STATED EXERCISE -
Pick out every line in the records below that contains the string "ceiling", and copy each such line in full. A match must agree in case.

MATERIAL SHOWN -

:::

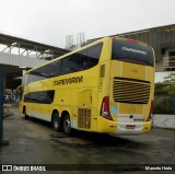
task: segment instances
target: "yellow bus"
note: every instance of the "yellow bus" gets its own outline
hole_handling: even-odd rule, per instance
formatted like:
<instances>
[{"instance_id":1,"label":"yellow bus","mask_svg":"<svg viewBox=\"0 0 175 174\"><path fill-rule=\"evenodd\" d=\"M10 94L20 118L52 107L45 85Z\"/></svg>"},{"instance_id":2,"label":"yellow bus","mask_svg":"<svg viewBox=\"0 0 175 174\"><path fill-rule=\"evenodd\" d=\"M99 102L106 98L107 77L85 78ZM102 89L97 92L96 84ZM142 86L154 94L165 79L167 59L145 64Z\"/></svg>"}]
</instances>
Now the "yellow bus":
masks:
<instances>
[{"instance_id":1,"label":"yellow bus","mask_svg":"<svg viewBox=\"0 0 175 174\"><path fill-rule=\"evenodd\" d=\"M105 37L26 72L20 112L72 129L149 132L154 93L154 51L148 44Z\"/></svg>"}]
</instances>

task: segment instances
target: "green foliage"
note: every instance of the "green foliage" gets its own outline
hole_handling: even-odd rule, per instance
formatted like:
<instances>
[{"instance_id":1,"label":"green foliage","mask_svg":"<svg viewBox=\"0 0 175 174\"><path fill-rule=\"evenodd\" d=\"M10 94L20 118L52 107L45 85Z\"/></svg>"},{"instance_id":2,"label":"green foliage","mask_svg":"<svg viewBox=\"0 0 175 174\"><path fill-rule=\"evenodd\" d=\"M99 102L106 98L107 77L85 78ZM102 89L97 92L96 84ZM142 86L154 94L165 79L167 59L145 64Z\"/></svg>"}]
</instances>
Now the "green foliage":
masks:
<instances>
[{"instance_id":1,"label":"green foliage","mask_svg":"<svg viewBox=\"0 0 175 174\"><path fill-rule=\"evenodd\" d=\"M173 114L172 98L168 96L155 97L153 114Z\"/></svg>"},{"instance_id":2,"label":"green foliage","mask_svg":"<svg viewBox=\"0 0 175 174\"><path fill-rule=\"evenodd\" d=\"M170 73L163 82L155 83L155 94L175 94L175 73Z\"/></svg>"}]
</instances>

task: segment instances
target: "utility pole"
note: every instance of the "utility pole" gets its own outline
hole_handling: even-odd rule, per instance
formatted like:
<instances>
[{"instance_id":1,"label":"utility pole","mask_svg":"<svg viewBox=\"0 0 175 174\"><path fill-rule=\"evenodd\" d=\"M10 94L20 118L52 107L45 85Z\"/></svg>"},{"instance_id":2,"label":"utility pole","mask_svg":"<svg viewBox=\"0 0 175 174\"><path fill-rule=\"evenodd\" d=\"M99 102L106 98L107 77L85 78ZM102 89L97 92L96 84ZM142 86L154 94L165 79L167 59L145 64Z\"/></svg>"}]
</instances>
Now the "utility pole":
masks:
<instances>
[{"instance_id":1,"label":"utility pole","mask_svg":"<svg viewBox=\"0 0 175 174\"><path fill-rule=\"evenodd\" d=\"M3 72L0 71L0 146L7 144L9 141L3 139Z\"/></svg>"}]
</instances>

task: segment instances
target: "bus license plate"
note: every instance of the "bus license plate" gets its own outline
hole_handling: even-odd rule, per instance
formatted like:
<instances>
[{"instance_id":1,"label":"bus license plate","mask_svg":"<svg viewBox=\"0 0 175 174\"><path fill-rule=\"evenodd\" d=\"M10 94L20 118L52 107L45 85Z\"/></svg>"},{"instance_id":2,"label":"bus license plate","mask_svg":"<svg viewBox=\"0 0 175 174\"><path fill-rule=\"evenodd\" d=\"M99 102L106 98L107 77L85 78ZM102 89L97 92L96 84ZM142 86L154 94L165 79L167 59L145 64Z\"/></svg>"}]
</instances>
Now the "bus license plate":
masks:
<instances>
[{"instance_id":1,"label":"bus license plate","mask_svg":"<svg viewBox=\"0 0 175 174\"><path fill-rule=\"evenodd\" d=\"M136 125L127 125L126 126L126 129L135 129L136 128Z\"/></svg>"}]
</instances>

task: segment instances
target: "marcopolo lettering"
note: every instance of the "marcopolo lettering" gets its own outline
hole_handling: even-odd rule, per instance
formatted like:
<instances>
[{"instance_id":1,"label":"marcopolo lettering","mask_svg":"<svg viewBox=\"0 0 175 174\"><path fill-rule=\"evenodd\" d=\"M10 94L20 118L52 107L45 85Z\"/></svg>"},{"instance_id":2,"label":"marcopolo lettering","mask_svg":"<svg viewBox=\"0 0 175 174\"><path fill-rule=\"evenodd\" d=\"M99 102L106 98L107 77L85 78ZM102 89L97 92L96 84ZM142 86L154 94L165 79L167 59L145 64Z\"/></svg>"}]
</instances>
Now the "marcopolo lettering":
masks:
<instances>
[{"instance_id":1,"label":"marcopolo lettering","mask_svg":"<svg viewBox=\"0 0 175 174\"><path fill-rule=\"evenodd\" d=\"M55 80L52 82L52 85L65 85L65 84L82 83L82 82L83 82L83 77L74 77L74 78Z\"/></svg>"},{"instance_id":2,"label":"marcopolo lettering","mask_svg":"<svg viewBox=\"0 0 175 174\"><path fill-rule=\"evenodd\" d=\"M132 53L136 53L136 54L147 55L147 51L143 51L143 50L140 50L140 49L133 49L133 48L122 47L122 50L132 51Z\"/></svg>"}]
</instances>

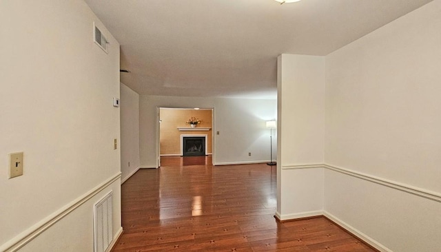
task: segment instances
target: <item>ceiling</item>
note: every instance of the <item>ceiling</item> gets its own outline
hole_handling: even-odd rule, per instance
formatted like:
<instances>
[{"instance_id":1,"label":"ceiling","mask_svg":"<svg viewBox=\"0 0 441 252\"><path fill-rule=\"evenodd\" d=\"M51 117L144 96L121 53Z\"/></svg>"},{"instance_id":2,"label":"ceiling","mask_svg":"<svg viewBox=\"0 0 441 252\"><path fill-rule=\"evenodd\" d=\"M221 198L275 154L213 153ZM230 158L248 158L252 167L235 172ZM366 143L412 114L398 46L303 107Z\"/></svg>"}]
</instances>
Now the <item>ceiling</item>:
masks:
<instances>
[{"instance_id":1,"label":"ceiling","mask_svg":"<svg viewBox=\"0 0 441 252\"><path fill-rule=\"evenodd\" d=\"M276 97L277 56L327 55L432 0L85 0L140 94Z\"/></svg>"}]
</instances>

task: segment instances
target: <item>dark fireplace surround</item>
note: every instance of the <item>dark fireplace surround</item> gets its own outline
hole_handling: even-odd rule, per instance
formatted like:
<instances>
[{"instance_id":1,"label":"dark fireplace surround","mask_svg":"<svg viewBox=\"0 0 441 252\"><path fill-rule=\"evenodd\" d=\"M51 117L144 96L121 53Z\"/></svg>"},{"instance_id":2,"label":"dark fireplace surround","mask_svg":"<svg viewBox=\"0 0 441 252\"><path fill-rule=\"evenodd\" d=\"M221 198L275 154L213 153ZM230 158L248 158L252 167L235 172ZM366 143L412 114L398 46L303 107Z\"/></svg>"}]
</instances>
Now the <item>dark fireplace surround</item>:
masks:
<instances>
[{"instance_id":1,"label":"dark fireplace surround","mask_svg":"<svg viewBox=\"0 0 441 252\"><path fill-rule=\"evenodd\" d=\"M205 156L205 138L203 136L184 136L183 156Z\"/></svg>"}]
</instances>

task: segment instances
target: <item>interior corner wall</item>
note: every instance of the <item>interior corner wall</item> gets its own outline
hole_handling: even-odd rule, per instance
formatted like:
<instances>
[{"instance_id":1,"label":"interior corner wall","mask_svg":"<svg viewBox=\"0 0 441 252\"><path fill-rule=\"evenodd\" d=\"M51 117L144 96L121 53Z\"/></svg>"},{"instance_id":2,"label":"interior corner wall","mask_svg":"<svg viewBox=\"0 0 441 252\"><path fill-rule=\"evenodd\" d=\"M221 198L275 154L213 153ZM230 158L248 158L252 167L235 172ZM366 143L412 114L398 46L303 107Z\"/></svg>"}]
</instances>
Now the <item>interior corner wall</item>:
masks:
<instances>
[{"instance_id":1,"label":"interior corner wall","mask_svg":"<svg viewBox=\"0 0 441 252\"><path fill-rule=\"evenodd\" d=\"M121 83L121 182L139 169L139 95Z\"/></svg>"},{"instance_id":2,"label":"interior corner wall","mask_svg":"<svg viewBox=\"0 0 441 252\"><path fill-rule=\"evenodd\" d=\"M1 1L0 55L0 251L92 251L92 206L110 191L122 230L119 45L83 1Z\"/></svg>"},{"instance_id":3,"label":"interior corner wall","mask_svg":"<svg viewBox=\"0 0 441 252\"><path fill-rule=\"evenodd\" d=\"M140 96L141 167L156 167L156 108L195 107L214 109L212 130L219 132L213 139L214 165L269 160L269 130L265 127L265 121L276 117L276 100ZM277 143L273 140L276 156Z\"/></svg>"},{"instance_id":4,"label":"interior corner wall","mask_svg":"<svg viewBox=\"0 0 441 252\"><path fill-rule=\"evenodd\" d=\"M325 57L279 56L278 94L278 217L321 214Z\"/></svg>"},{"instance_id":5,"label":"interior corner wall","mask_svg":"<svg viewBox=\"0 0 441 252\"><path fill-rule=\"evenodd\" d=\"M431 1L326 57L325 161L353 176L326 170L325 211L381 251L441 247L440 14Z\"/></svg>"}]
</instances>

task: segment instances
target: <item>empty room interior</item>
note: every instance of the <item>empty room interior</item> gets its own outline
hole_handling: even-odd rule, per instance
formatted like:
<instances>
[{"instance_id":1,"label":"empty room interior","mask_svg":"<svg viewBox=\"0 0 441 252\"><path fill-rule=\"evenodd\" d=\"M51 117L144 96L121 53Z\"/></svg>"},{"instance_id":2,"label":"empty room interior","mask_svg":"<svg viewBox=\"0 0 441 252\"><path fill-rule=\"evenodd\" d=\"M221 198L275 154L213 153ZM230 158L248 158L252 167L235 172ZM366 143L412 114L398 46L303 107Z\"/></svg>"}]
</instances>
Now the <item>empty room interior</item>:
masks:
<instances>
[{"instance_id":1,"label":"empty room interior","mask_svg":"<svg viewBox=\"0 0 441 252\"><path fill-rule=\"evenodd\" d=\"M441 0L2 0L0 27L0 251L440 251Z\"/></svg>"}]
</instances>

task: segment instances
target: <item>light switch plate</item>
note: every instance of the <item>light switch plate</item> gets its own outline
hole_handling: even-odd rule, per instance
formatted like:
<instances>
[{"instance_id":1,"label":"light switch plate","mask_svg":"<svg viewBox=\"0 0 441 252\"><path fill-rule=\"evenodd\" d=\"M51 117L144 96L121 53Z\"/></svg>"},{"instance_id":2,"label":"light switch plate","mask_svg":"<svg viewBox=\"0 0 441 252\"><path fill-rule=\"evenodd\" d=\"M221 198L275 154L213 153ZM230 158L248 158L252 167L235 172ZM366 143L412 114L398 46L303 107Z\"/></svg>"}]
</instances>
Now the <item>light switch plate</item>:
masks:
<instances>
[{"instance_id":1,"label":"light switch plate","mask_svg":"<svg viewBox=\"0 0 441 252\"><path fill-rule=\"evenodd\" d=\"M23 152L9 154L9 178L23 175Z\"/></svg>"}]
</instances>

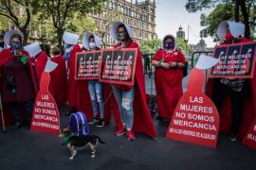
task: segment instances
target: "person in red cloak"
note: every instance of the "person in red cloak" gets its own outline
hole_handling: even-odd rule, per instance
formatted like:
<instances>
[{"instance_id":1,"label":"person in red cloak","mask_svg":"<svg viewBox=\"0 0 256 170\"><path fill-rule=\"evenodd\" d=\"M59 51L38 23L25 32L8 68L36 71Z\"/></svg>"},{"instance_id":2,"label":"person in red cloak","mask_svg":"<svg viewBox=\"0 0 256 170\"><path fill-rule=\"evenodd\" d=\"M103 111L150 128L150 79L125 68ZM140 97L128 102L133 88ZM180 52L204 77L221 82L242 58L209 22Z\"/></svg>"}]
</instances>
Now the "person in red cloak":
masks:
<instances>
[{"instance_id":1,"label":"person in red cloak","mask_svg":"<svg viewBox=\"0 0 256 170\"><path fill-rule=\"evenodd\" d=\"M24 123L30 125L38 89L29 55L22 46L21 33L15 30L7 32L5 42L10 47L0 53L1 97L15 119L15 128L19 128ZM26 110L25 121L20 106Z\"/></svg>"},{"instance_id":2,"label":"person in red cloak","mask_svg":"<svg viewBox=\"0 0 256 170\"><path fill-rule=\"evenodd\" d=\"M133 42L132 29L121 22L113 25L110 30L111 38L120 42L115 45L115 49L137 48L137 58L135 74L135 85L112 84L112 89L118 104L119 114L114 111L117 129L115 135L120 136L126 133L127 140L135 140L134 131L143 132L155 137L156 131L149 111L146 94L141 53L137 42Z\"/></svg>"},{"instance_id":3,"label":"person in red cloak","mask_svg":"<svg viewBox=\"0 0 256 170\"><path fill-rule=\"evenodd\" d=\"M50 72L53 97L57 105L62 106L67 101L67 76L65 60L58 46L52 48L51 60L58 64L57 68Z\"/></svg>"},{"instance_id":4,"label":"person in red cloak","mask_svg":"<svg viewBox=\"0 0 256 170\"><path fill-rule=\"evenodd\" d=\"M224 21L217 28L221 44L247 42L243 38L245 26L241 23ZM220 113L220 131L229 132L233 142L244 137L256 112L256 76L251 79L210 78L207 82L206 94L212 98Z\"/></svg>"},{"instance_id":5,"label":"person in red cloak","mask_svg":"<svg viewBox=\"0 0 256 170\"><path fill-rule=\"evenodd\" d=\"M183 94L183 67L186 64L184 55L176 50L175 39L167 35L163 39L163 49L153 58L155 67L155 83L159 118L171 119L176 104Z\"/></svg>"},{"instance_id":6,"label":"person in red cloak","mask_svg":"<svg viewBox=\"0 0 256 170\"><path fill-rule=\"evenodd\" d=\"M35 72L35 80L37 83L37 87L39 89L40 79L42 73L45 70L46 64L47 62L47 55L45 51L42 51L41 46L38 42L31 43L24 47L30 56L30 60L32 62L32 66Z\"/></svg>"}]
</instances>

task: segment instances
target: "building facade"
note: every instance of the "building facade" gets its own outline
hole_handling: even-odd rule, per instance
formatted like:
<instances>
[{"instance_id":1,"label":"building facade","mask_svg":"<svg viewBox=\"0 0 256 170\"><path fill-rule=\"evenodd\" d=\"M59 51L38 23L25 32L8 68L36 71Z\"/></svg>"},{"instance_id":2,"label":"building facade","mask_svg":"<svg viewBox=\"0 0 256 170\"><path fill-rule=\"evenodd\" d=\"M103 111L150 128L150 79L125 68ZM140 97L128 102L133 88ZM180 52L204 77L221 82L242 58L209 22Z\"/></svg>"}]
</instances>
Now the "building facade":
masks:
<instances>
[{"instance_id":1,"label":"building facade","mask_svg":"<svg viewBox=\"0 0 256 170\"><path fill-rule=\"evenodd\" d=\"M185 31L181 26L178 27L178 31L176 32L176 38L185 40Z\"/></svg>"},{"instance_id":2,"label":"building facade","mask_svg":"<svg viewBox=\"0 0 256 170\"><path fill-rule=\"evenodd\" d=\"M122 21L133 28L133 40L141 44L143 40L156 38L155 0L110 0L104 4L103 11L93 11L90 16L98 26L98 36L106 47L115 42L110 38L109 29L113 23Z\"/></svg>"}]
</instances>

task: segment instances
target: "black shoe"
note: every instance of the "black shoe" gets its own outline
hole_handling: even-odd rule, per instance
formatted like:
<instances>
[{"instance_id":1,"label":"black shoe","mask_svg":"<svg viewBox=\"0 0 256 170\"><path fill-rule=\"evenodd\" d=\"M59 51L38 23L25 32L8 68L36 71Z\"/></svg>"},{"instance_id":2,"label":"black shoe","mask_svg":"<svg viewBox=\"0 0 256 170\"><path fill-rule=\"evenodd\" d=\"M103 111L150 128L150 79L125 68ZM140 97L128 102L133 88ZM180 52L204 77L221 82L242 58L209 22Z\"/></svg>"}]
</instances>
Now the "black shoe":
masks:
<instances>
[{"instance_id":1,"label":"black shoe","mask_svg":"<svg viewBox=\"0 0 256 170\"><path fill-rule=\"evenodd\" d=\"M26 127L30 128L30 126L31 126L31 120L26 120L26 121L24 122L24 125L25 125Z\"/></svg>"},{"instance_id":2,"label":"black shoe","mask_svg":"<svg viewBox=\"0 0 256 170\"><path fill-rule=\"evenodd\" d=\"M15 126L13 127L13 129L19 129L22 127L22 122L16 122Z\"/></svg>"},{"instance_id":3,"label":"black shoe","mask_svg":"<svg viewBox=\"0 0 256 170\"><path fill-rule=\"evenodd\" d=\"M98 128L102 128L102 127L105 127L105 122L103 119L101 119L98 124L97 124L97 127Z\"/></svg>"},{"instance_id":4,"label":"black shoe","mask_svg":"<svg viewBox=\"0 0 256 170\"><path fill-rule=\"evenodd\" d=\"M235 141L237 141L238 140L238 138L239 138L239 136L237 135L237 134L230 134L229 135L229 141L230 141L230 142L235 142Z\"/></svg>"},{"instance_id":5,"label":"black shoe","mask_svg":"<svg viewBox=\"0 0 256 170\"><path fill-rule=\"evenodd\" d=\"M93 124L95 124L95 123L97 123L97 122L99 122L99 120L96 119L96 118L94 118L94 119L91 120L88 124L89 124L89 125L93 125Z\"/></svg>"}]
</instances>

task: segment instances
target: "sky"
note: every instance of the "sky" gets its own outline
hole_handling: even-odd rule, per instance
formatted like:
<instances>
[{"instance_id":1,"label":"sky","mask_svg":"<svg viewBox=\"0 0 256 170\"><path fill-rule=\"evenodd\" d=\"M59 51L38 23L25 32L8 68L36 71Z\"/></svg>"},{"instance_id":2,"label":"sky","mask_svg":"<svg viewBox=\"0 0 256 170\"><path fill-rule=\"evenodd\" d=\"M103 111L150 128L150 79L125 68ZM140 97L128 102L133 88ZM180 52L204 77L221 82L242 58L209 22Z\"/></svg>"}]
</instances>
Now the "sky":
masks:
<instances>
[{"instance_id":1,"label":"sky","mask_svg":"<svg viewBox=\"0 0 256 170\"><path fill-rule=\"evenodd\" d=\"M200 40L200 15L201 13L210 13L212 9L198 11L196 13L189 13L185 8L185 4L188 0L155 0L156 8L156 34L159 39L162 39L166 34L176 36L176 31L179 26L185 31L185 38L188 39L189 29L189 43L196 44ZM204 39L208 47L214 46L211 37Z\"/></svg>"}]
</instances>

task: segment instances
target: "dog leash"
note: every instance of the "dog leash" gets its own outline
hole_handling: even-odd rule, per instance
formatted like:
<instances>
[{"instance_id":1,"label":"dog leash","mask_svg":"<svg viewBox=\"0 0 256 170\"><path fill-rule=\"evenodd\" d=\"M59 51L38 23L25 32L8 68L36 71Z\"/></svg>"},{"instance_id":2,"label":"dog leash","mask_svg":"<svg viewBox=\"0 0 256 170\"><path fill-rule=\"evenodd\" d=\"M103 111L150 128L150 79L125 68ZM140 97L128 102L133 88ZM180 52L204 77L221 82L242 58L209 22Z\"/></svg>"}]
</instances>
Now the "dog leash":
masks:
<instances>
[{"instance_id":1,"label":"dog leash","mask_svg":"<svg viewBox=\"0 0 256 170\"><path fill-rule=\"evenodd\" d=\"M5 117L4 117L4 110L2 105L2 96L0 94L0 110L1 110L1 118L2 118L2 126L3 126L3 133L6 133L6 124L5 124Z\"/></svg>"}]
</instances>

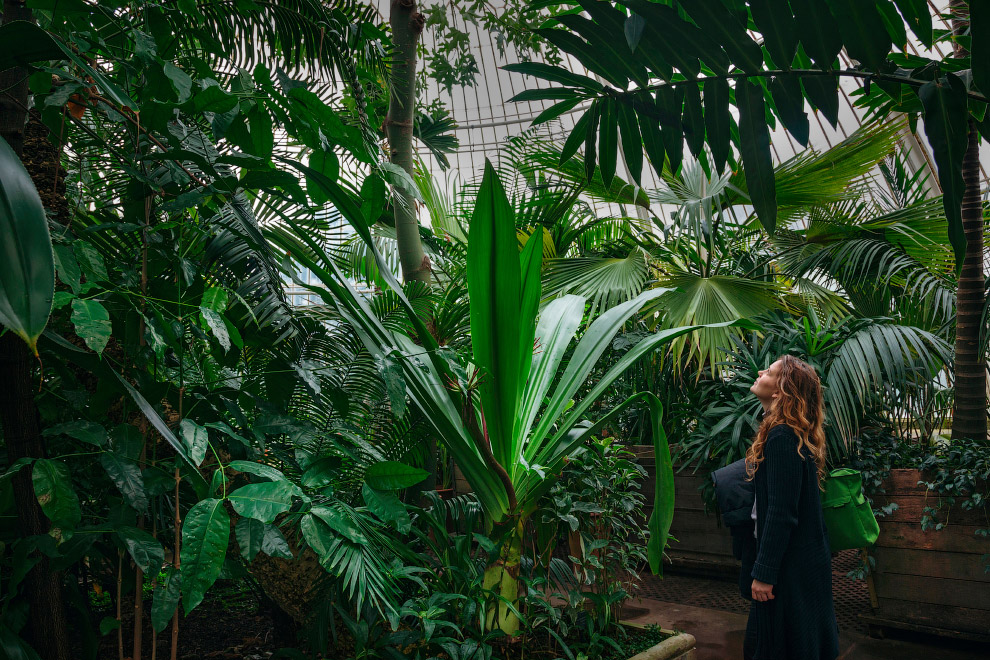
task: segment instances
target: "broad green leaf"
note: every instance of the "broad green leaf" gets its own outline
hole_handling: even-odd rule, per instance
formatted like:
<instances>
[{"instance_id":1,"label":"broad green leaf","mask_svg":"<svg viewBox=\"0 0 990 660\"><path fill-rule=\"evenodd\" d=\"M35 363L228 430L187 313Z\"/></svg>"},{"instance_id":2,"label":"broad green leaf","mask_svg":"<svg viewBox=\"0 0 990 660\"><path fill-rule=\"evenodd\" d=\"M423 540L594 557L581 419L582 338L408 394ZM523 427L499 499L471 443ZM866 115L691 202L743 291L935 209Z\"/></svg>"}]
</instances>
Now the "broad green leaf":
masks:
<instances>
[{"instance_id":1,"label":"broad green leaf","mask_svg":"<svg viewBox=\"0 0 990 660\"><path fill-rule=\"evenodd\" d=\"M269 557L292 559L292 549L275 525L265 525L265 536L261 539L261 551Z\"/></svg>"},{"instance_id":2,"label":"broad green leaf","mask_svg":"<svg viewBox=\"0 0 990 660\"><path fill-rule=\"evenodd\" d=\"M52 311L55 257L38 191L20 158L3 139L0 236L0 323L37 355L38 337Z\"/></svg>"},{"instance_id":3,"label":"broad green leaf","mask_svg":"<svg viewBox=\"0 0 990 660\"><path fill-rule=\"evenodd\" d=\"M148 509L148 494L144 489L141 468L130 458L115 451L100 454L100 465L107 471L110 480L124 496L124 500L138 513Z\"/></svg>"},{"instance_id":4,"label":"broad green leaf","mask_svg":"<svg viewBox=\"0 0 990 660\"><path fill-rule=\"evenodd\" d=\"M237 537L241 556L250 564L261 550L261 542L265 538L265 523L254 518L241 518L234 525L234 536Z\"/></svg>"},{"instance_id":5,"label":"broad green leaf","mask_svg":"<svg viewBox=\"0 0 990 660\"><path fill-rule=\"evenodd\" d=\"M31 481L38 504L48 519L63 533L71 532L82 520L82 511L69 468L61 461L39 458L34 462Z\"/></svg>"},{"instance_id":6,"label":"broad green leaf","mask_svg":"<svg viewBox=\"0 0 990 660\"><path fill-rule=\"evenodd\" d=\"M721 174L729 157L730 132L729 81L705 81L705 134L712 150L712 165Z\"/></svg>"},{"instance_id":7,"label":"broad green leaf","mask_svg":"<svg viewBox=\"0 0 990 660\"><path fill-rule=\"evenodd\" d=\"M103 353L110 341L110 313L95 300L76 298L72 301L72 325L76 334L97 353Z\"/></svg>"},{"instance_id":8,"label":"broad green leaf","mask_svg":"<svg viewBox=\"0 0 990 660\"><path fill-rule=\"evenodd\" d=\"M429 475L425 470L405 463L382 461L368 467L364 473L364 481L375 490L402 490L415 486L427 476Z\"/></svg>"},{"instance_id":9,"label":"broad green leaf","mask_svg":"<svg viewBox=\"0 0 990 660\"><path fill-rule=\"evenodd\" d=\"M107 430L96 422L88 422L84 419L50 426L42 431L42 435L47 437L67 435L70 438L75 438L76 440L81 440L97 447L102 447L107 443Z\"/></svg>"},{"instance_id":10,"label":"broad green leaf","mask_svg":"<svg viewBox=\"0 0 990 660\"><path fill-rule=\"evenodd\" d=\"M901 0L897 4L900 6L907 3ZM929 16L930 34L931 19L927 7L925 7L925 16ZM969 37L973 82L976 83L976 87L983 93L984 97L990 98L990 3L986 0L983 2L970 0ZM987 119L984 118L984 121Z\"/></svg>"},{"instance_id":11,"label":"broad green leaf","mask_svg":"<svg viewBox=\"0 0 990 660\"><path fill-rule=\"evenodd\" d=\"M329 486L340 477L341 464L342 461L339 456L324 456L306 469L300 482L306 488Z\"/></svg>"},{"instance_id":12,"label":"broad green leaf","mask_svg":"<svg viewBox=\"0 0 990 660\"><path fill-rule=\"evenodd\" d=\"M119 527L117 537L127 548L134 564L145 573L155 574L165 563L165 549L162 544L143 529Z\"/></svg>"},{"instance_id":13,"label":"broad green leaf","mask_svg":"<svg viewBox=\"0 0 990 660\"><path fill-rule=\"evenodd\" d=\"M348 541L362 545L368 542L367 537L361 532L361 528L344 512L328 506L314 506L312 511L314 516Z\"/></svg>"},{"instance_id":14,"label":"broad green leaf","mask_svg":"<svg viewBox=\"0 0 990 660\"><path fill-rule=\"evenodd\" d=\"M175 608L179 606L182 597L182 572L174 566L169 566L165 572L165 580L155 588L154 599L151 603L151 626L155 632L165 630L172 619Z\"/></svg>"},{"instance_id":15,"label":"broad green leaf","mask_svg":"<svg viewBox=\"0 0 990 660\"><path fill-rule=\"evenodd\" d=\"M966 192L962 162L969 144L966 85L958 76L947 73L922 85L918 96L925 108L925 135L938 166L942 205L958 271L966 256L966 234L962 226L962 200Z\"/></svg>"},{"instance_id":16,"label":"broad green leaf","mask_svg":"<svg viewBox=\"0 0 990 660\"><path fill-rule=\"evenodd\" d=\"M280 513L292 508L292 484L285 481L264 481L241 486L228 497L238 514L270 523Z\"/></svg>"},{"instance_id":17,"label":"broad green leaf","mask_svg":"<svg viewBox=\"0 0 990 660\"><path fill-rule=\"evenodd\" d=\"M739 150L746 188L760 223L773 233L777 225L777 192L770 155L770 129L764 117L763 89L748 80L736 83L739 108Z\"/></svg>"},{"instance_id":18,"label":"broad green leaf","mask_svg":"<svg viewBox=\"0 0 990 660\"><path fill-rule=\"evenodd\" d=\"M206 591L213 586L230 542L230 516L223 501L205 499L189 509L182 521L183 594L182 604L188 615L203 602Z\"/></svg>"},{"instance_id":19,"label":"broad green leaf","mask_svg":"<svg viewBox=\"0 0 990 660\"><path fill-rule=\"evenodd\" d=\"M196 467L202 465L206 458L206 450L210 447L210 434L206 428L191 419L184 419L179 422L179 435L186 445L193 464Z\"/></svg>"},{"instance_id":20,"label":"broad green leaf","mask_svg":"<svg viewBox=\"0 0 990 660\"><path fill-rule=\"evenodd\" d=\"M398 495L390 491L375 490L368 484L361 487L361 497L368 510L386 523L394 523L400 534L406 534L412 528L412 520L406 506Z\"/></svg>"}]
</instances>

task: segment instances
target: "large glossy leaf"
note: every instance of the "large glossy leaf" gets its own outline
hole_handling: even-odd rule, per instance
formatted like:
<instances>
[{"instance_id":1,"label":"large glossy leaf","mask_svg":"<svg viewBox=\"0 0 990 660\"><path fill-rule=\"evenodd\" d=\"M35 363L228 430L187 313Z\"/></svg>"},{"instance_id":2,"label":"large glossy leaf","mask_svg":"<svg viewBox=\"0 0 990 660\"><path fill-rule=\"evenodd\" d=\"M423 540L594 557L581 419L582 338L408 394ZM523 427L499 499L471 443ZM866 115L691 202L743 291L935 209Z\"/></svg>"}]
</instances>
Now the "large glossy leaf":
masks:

:::

EXERCISE OUTPUT -
target: <item>ceiling</item>
note: every instance of the <item>ceiling</item> gets its own outline
[{"instance_id":1,"label":"ceiling","mask_svg":"<svg viewBox=\"0 0 441 252\"><path fill-rule=\"evenodd\" d=\"M51 117L144 96L121 53Z\"/></svg>"},{"instance_id":2,"label":"ceiling","mask_svg":"<svg viewBox=\"0 0 441 252\"><path fill-rule=\"evenodd\" d=\"M221 198L275 154L213 153ZM230 158L248 158L252 167L235 172ZM366 143L412 114L398 46L303 107Z\"/></svg>"}]
Now the <item>ceiling</item>:
[{"instance_id":1,"label":"ceiling","mask_svg":"<svg viewBox=\"0 0 441 252\"><path fill-rule=\"evenodd\" d=\"M276 97L277 56L327 55L432 0L85 0L140 94Z\"/></svg>"}]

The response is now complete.